• _WRITTEN PROBLEM_
Exactly as given, write out the lines from the one containing "Can you spot the mountain" through the end of the listing, with both ends included and nothing else.

• _DATASET EXTRACT_
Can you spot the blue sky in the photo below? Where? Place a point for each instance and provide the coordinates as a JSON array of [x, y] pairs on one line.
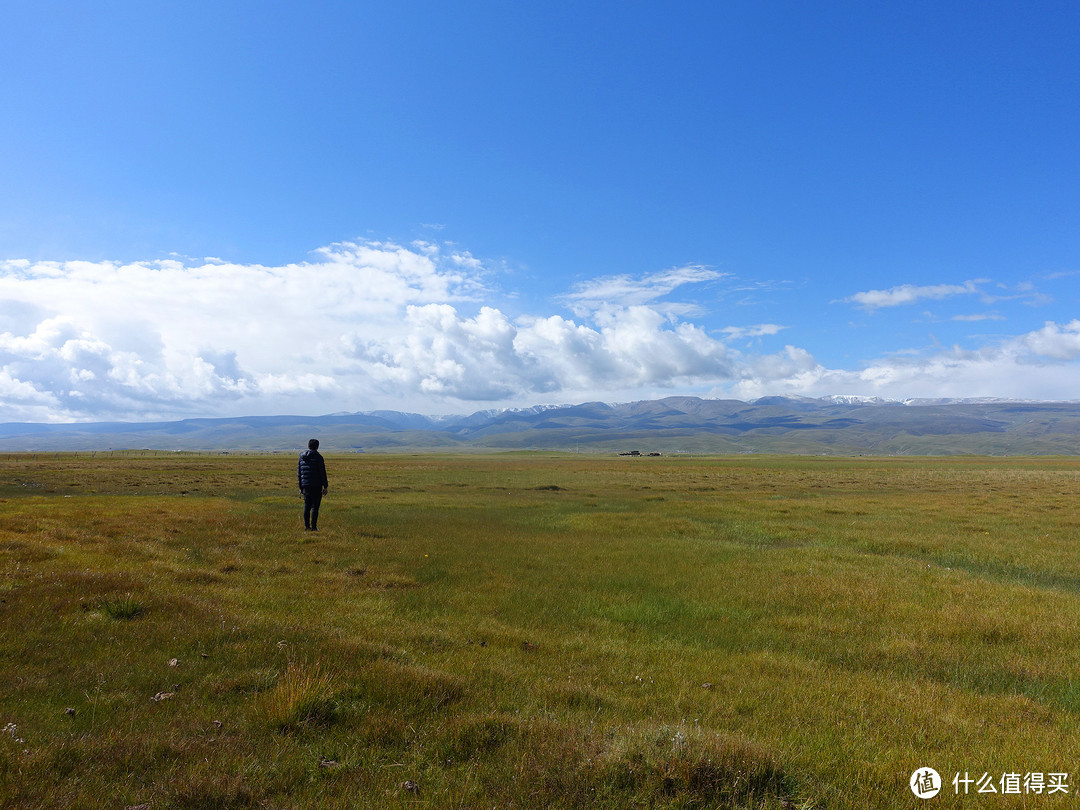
[[226, 208]]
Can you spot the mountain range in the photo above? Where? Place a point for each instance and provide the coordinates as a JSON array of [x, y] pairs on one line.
[[832, 426]]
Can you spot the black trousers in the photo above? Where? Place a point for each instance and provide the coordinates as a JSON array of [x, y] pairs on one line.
[[312, 497]]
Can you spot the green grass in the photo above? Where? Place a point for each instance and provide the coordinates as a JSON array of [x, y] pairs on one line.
[[535, 631]]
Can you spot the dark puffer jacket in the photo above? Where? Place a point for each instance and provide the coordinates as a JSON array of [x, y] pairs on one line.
[[311, 470]]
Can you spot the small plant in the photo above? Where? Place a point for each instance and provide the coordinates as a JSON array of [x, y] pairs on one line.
[[302, 697], [125, 607]]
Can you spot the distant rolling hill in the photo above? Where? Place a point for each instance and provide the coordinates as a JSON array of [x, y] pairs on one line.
[[834, 426]]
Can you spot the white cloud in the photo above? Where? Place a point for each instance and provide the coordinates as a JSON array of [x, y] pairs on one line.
[[368, 324], [761, 329], [909, 294], [1038, 365]]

• _COMPLETED EXERCISE_
Can you spot the mountain range in the photo above? Where? Place a point for each instance and provide the coordinates as a JSON array of [x, y] pairs on one line.
[[832, 426]]
Can you spot the black trousers in the photo above? Where? Place a point for each instance and provide the coordinates as a JSON array of [x, y] pairs on one line.
[[312, 497]]
Can you spot the green grass in the photo above? Where? Place a point for each instance and provide the coordinates as a JSON array of [x, y] pairs on one line.
[[535, 631]]
Can you spot the dark puffer jacket in the photo above? Where? Place a point for each instance and provide the coordinates as a JSON array of [x, y] pairs on one line.
[[311, 470]]
Can you spot the small plant in the photo above? Where? Place a point for each instance and provide the coordinates as a JSON array of [x, y] pairs on one line.
[[302, 697], [125, 607]]
Can you spot the distant rolling hill in the photo above? Where? Place a point for each instance and provide the coordinates as a JSON array of [x, y] pairs on one line.
[[834, 426]]
Can you spot the white cloud in the photo above? Where? Place a point for each instance and provide the coordinates as a JSON array of [x, y] pairs on one line.
[[368, 324], [761, 329], [909, 294], [1038, 365]]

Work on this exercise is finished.